*REQUIRED TASKS*.
1 - In the forum thread, what command does JamieP say you can run on the tivo to list all listening server sockets?
2 - Reproduce the forum thread word for word, starting at "the location of" and ending at "use VPN software?".

— START PASSAGE SHOWN —

The apparently fried/overworked support guy at PTVupgrade wrote me in response to a request for support that what you just did can not happen. I was told you can not telnet to the ftp port of your hack'ed Tivo and expect to see a prompt.

When I try it the way you're saying, the login just hangs..

[Beaus-Computer:~] beau% telnet 192.168.1.126 21
Trying 192.168.1.126...
Connected to 192.168.1.126.
Escape character is '^]'.

3 minutes later, still hanging.


----------



## Gunnyman (Jul 10, 2003)

I telneted to port 21 and indeed saw an ftp prompt
you have either got
1) firewall issue
2) a bad copy of tivoftpd
3) the service isn't actually running
what happens if you telnet in and start tivoftpd?


----------



## tivoupgrade (Sep 27, 2000)

or: 

4) a session that is already open.

Try killing tivoftpd and then restarting it again, then attempting a connection...


----------



## JamieP (Aug 3, 2004)

tivoupgrade said:


> or:
> 
> 4) a session that is already open.
> 
> Try killing tivoftpd and then restarting it again, then attempting a connection...


The tivoftpd I'm using (I believe the standard one everyone else uses too) supports multiple concurrent ftp sessions.

BTW, *netstat -l* run on the tivo (assuming you have telnet or serial port access) is a good way to list all listening server sockets.

You can also try to connect to it from the tivo itself. *telnet localhost 21*.


----------



## Beau_in_Austin (Aug 6, 2006)

Gunnyman said:


> I telneted to port 21 and indeed saw an ftp prompt
> you have either got
> 1) firewall issue
> 2) a bad copy of tivoftpd
> ...


I've tried it with all firewalls off, though please note, I've ftp'ed terabytes of data over the years with the firewalls on, as they are now.

If PVTupgrade installed a bad copy of tivoftpd? Is there a way to tell?

It is running; I've tried killing and restarting it, though I'm guessing that 'persist' directory may have some say in the matter.

Thiis is all very new to me, but from what I've read, the PTVupgrade disk didn't follow the same directory schemes that a lot of the Tivo hack chat sites suggest; not that I knoow if this has any bearing.


----------



## Gunnyman (Jul 10, 2003)

the location of the program has absolutely no effect one way or the other.
if ftp is physically running then there is something in either the tivo firewall (netfilter) or your router or computer
one other thing and this may sound odd, do you use VPN software?


----------



## Beau_in_Austin (Aug 6, 2006)

I just killed and restarted tivoftpd again; this time, something new happened.

The response, when I telnet'ed to port 21, was very fast. you'll see the same error every time I hit 'enter'

[Beaus-Computer:~] beau% telnet 192.168.1.126 21
Trying 192.168.1.126...
Connected to 192.168.1.126.
Escape character is '^]'.
220 You are in TiVo Mode. 220 Login isn't necessary. 220 Please hit ENTER at the login/password prompts.

— END PASSAGE SHOWN —
— START SUPPLIED ENTRIES —

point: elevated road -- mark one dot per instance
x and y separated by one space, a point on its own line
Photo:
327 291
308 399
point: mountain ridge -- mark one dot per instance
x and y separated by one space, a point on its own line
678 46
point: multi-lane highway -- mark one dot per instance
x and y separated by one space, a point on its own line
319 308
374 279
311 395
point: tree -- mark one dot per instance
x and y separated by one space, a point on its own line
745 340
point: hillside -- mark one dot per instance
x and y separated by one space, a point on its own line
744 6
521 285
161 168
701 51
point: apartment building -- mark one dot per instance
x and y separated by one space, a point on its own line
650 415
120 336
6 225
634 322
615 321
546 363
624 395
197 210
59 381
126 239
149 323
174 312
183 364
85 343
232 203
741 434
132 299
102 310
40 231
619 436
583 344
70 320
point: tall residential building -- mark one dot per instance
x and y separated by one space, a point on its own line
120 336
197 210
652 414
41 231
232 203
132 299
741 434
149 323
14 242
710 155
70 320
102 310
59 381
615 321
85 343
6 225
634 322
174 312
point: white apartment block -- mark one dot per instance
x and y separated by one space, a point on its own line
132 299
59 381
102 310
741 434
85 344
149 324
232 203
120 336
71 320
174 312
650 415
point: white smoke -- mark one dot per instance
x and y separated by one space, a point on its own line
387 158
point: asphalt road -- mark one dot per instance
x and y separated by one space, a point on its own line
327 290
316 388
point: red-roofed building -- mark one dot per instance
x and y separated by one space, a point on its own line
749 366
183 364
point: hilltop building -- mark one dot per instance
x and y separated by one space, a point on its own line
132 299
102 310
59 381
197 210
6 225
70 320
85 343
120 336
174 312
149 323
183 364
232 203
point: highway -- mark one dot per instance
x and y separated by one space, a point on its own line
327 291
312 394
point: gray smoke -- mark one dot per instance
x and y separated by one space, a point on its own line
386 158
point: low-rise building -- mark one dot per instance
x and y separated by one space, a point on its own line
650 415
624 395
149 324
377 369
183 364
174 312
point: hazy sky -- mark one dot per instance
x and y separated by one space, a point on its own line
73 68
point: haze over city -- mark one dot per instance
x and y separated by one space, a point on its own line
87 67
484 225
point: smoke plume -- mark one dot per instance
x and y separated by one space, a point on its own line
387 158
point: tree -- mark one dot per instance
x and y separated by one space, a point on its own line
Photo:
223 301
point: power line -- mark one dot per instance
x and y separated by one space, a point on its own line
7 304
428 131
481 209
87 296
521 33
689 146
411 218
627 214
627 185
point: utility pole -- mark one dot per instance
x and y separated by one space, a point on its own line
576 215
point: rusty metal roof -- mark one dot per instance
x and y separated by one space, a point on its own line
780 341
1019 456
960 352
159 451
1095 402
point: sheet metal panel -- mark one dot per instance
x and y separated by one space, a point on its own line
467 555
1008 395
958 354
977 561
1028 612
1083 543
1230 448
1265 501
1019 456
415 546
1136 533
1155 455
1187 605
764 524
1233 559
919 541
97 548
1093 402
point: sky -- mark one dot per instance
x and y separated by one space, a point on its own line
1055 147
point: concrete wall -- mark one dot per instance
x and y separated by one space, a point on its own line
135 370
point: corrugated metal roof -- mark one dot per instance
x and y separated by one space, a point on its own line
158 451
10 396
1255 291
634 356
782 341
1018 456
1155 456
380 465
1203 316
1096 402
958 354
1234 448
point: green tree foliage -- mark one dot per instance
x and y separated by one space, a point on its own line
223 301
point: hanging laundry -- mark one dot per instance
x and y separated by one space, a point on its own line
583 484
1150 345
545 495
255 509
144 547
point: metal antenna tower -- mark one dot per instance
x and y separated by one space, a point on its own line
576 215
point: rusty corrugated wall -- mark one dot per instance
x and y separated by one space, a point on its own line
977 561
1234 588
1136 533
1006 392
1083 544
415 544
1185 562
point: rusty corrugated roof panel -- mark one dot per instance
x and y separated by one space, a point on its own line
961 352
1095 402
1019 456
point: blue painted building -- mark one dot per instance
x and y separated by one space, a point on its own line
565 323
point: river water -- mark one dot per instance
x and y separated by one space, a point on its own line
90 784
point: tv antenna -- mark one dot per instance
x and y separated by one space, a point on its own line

— END SUPPLIED ENTRIES —

*SOLUTIONS TO THE TASKS*.
1 - netstat -l

2 -
the location of the program has absolutely no effect one way or the other.
if ftp is physically running then there is something in either the tivo firewall (netfilter) or your router or computer
one other thing and this may sound odd, do you use VPN software?